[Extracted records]
◇ ◇ ◇ ◇ ◇

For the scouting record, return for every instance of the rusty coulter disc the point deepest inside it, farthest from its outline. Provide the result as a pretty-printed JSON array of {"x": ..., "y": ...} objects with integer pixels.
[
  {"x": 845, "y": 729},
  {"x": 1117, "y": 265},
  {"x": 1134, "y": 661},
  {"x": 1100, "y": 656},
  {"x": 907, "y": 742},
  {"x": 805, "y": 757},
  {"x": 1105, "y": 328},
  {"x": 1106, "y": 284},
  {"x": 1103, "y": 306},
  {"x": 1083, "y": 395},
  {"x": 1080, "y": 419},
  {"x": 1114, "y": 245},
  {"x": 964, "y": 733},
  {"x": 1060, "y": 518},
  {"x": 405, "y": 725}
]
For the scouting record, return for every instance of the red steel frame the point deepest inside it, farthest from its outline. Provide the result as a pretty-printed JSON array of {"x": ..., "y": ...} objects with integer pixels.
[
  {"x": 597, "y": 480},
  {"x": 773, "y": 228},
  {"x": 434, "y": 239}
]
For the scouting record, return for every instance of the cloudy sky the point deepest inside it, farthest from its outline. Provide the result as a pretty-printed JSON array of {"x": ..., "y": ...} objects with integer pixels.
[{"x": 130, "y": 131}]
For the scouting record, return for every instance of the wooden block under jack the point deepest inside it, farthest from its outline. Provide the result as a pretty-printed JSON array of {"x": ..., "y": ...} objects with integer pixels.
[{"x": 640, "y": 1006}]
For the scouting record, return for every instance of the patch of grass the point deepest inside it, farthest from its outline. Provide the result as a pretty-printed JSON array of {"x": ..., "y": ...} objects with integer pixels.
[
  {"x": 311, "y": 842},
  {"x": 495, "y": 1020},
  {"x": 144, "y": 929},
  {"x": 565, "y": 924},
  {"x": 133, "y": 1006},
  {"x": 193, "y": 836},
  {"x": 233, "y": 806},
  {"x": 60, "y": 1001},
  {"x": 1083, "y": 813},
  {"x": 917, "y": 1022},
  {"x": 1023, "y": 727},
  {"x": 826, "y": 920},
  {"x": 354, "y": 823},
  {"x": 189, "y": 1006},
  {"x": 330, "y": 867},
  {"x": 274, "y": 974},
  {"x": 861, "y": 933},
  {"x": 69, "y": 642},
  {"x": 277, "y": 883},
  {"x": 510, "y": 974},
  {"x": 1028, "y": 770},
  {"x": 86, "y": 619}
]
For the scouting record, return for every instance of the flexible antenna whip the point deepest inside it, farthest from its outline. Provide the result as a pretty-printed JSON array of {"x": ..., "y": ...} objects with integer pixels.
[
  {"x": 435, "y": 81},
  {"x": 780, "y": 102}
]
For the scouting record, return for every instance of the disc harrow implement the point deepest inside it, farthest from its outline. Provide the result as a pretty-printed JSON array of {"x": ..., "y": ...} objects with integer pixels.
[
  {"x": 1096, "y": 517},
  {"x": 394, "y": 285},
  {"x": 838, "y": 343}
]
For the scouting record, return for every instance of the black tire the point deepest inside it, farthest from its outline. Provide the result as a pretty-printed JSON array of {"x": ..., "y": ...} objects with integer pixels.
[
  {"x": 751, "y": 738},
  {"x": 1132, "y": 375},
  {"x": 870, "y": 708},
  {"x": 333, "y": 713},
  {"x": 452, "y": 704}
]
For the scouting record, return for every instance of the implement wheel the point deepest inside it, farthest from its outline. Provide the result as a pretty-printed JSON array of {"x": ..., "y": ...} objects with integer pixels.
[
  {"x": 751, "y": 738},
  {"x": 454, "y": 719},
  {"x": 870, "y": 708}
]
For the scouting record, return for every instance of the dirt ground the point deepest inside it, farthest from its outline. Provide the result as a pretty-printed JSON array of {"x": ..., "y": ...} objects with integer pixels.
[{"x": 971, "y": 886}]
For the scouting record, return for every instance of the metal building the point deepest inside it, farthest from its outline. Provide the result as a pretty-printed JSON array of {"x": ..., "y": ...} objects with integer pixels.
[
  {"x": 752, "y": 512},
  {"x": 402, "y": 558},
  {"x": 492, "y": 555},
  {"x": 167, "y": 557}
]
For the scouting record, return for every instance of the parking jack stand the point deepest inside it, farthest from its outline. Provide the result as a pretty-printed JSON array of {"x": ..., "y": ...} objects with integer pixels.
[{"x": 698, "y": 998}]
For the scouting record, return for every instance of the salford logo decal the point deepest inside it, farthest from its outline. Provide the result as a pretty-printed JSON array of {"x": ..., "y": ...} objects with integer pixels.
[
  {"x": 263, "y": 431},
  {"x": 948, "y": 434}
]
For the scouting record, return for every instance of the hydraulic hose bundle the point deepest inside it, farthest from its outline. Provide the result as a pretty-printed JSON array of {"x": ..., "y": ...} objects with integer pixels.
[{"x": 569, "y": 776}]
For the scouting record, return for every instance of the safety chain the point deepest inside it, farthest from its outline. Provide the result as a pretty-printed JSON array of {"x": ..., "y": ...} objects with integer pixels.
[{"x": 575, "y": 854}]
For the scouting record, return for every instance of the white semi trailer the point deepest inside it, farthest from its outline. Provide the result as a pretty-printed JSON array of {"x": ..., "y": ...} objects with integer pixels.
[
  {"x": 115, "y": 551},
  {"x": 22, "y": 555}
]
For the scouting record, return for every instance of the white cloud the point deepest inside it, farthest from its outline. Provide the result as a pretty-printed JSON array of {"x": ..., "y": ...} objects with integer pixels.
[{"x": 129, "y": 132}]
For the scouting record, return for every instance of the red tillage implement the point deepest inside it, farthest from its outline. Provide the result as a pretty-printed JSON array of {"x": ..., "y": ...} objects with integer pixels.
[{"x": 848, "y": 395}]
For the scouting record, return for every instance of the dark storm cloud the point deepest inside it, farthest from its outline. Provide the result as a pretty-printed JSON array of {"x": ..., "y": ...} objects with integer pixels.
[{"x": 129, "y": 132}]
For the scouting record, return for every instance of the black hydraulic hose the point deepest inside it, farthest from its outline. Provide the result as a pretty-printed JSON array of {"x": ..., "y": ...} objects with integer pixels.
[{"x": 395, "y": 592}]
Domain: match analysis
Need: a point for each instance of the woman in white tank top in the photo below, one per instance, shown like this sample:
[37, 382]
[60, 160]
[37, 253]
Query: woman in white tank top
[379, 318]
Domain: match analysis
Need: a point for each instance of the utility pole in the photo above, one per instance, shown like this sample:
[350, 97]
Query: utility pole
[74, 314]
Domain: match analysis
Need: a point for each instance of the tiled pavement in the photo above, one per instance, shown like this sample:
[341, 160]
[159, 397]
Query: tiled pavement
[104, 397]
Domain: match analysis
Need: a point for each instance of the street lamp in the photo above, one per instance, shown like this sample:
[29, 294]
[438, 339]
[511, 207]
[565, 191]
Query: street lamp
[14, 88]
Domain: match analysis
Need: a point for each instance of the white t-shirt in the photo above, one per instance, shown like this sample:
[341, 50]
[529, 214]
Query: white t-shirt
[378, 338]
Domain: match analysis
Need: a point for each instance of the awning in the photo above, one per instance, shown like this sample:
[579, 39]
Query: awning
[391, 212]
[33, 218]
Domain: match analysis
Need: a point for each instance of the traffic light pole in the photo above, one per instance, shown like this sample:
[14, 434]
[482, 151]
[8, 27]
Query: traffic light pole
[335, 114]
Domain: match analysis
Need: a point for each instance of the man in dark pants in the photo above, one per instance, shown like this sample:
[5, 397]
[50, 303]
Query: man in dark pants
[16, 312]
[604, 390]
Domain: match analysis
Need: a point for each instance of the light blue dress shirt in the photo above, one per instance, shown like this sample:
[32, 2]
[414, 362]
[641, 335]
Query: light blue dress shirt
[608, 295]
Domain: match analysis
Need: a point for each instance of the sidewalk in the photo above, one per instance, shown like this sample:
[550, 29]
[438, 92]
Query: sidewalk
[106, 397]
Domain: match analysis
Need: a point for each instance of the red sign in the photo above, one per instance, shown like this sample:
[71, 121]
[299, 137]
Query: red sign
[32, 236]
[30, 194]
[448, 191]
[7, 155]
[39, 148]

◇ ◇ ◇ ◇ ◇

- **Task statement**
Look above for the line with "Need: a point for each instance of the utility", then copy it and each later line exactly, stopping at the last line of the records.

- **Output**
Need: a point for each instance of the utility pole in the photo above, one per instance, shown like this sample:
[350, 97]
Query: utility pole
[74, 314]
Domain: match analysis
Need: a point for each instance of the tiled pavement in the photo above, one per instance, shown like this sample:
[341, 160]
[159, 397]
Query: tiled pavement
[104, 397]
Domain: match analysis
Need: a point for each instance of the street lamp in the photo above, one per instance, shown like this sample:
[29, 294]
[438, 339]
[511, 207]
[565, 191]
Query: street lamp
[14, 88]
Domain: match analysis
Need: a point for each instance of the white t-shirt in the photo above, one per instance, shown like this sample:
[341, 50]
[529, 214]
Query: white t-shirt
[378, 338]
Domain: match analysis
Need: a point for each instance of the awning in the photo above, one per instance, shown like this sample:
[579, 39]
Query: awning
[391, 212]
[33, 218]
Domain: match analysis
Need: a point for each instance of the traffic light pole in the photo above, one per instance, shown like this sample:
[14, 434]
[482, 151]
[8, 27]
Query: traffic light pole
[335, 114]
Domain: match analysis
Need: a point for each instance of the man in dark pants in the photo above, one per instance, shown like this sample:
[5, 397]
[50, 303]
Query: man in dark pants
[16, 312]
[604, 390]
Domain: match analysis
Need: a point for each instance of the light blue dress shirt in the photo above, one per instance, shown like this sample:
[32, 2]
[414, 362]
[641, 335]
Query: light blue dress shirt
[608, 295]
Domain: match analysis
Need: a point for each instance of the sidewalk in the photo above, one per instance, shown like this sample:
[550, 29]
[438, 92]
Query: sidewalk
[106, 397]
Domain: match analysis
Need: a point for each instance of the red sign in the photo above, one per instance, shown like this sample:
[71, 121]
[299, 137]
Query: red sign
[32, 236]
[30, 194]
[448, 191]
[7, 155]
[39, 148]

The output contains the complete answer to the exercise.